◆ EXERCISE PROMPT:
Can you render the records, starting at their first line and ending at the line that contains "356L1145 358L1159 367L1189", both included, as a JSON list of strings with one string per line and blank lines omitted?

= Beginning of Section =

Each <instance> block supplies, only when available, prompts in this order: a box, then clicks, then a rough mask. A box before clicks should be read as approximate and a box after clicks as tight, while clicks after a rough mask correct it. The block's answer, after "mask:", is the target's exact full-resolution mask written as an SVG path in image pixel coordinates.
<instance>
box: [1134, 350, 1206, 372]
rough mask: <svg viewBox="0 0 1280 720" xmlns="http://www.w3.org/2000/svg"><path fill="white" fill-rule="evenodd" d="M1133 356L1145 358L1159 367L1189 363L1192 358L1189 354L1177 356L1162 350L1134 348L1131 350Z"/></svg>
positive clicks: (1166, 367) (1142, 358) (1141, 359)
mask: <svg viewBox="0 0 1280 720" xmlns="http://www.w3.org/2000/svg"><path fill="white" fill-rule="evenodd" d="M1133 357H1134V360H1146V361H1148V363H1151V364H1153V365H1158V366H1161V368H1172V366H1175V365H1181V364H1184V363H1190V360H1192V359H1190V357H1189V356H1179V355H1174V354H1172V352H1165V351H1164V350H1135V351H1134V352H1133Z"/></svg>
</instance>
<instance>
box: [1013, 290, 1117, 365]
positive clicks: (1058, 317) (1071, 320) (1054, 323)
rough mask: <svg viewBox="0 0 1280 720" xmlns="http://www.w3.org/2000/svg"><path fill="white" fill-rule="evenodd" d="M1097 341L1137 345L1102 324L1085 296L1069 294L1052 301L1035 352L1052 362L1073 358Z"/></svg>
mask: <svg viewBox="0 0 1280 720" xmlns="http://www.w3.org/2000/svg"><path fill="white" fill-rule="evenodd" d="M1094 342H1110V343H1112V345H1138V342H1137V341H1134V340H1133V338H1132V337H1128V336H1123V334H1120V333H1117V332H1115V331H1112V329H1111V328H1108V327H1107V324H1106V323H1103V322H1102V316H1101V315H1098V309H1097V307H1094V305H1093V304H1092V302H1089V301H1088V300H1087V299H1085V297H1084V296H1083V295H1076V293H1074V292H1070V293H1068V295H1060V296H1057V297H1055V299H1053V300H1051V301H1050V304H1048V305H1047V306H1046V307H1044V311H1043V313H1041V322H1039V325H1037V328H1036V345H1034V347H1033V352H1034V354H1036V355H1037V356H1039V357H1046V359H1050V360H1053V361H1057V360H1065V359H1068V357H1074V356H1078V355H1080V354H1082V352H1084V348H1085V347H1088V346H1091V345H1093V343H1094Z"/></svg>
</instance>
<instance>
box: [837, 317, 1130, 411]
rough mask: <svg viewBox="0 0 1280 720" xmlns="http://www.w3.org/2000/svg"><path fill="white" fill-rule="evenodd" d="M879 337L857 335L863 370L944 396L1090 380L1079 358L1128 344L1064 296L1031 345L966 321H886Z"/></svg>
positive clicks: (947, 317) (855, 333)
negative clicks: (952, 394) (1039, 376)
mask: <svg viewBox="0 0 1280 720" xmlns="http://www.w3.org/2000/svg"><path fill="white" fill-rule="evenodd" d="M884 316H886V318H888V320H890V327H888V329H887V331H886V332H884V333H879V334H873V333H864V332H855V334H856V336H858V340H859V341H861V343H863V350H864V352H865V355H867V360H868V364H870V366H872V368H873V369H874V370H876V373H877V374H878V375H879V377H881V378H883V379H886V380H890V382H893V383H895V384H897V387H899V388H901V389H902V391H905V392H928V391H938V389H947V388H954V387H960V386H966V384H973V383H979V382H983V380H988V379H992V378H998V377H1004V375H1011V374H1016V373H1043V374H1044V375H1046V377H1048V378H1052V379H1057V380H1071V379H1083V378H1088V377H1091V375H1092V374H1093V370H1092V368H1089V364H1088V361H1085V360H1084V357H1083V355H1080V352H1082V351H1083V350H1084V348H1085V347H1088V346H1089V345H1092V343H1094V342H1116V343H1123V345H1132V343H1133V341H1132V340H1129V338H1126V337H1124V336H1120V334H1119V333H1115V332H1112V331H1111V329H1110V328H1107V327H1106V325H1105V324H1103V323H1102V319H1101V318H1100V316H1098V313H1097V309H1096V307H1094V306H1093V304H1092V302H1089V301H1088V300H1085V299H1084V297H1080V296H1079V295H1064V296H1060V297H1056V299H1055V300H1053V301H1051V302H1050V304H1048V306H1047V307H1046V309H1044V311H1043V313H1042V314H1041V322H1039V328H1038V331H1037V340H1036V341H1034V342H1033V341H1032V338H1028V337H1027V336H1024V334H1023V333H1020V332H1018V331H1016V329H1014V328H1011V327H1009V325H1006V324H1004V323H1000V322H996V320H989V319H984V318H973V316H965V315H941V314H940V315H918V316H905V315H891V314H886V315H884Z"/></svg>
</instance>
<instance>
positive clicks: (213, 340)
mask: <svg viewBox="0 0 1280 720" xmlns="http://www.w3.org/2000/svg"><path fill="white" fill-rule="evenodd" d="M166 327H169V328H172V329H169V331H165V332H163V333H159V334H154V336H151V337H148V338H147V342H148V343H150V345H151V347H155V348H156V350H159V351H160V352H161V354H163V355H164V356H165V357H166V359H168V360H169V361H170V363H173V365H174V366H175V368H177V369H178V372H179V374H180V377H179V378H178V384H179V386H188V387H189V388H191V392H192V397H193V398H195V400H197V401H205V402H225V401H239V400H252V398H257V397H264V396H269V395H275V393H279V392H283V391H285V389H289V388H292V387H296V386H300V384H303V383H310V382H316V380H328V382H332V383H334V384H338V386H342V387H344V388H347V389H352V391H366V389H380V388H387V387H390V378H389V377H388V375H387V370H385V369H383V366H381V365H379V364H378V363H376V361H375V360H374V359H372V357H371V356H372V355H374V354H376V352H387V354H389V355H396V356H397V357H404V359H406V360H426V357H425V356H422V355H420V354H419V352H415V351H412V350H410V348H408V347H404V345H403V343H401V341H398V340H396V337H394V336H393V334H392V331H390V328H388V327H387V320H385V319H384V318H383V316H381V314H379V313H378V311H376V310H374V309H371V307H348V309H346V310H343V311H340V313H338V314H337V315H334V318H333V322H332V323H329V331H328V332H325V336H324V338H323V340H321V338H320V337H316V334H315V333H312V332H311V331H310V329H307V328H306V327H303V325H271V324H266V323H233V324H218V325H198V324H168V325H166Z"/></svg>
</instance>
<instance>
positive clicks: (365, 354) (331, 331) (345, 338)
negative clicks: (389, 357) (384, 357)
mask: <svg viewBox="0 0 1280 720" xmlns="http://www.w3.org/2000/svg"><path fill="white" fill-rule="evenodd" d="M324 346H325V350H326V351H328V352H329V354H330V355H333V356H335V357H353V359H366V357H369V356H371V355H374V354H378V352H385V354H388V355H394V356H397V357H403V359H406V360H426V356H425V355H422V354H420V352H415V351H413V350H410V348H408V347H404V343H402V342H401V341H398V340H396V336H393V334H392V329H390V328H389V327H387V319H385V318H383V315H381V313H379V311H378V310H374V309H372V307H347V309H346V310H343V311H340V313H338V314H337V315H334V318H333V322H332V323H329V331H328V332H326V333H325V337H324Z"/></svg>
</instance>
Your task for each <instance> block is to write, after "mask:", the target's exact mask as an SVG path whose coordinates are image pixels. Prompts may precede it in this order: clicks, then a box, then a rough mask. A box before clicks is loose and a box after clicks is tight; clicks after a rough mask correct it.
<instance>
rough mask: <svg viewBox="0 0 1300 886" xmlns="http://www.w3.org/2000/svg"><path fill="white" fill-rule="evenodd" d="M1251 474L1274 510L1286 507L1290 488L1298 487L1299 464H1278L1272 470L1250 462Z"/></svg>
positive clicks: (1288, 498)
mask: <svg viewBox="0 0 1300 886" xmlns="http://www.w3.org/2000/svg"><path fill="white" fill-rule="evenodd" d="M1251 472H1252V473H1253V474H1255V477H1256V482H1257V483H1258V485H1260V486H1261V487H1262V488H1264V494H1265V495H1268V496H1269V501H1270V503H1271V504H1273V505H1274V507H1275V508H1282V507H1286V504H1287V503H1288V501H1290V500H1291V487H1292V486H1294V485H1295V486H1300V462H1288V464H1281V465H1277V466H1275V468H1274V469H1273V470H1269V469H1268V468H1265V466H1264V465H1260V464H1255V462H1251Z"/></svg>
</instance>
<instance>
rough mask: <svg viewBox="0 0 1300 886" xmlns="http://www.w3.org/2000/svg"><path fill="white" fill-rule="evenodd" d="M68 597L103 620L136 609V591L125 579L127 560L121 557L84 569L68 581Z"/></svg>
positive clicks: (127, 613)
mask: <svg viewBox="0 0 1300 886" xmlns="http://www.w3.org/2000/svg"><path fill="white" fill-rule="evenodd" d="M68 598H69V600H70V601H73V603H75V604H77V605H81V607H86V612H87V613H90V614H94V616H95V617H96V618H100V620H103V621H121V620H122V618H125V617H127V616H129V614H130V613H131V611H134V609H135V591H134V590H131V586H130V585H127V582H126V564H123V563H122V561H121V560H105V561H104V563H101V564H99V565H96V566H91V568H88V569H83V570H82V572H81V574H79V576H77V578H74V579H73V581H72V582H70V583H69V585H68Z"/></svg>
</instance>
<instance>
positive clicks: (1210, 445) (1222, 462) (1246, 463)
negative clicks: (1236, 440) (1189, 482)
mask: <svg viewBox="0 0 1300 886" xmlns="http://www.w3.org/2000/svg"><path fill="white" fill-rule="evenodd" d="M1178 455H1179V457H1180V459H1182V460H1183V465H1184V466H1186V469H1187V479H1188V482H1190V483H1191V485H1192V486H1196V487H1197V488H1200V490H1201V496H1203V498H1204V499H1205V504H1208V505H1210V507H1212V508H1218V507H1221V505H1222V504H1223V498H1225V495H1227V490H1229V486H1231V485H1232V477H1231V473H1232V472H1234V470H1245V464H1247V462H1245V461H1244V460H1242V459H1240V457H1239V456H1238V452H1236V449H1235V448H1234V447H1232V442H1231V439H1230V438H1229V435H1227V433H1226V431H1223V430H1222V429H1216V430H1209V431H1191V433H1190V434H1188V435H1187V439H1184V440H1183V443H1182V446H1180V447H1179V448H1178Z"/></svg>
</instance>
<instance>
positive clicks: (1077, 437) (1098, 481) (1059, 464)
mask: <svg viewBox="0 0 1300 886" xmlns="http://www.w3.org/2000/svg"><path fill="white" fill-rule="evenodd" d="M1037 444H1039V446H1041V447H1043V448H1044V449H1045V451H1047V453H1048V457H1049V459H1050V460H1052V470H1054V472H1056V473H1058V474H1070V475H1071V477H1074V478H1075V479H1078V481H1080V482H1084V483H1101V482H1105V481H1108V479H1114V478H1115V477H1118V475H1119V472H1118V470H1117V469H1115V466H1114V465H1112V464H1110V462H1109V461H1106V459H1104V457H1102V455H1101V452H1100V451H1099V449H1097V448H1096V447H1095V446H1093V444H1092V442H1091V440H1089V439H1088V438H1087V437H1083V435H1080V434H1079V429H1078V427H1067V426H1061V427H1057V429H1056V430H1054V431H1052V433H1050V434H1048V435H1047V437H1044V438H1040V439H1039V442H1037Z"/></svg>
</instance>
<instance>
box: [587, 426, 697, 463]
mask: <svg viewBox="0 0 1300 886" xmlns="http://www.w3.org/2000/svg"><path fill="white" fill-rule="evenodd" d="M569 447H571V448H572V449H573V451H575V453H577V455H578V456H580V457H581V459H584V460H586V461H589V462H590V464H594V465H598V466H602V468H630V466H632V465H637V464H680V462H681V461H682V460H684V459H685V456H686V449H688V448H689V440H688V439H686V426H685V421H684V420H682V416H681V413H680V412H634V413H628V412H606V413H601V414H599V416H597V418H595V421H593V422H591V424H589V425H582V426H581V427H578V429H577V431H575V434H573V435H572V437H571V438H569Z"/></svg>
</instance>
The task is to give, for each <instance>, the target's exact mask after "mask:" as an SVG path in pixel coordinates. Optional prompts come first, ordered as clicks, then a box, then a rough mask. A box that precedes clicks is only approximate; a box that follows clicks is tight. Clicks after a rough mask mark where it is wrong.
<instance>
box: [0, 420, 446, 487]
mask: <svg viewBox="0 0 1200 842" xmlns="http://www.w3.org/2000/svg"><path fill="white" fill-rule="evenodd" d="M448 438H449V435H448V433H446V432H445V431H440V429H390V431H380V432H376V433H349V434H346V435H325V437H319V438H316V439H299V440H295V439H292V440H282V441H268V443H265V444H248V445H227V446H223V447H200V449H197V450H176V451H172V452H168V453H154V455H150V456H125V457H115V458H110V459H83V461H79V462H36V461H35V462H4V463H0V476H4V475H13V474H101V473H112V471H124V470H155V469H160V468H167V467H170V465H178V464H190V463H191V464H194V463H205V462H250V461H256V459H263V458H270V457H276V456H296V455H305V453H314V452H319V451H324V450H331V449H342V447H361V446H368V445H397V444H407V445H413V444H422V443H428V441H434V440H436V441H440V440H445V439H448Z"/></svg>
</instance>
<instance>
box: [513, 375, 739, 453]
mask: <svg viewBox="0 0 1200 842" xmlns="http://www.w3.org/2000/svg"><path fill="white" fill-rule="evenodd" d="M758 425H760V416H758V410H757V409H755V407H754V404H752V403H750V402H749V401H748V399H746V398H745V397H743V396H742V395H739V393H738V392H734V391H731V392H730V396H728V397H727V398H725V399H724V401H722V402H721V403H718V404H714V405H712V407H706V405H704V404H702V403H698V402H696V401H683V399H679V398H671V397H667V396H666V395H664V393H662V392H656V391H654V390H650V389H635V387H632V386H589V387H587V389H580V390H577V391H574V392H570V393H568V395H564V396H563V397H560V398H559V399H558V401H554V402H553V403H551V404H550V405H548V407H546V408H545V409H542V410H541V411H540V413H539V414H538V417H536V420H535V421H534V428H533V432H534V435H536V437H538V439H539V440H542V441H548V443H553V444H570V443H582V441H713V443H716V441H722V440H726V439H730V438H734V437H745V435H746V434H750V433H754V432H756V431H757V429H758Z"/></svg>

= End of Section =

◆ RESULT OF THIS EXERCISE:
[
  "Each <instance> block supplies, only when available, prompts in this order: a box, then clicks, then a rough mask. A box before clicks should be read as approximate and a box after clicks as tight, while clicks after a rough mask correct it. The block's answer, after \"mask:\", is the target's exact full-resolution mask written as an SVG path in image pixel coordinates.",
  "<instance>",
  "box: [1134, 350, 1206, 372]",
  "rough mask: <svg viewBox=\"0 0 1280 720\" xmlns=\"http://www.w3.org/2000/svg\"><path fill=\"white\" fill-rule=\"evenodd\" d=\"M1133 356L1145 358L1159 367L1189 363L1192 358L1189 354L1177 356L1162 350L1134 348L1131 350Z\"/></svg>"
]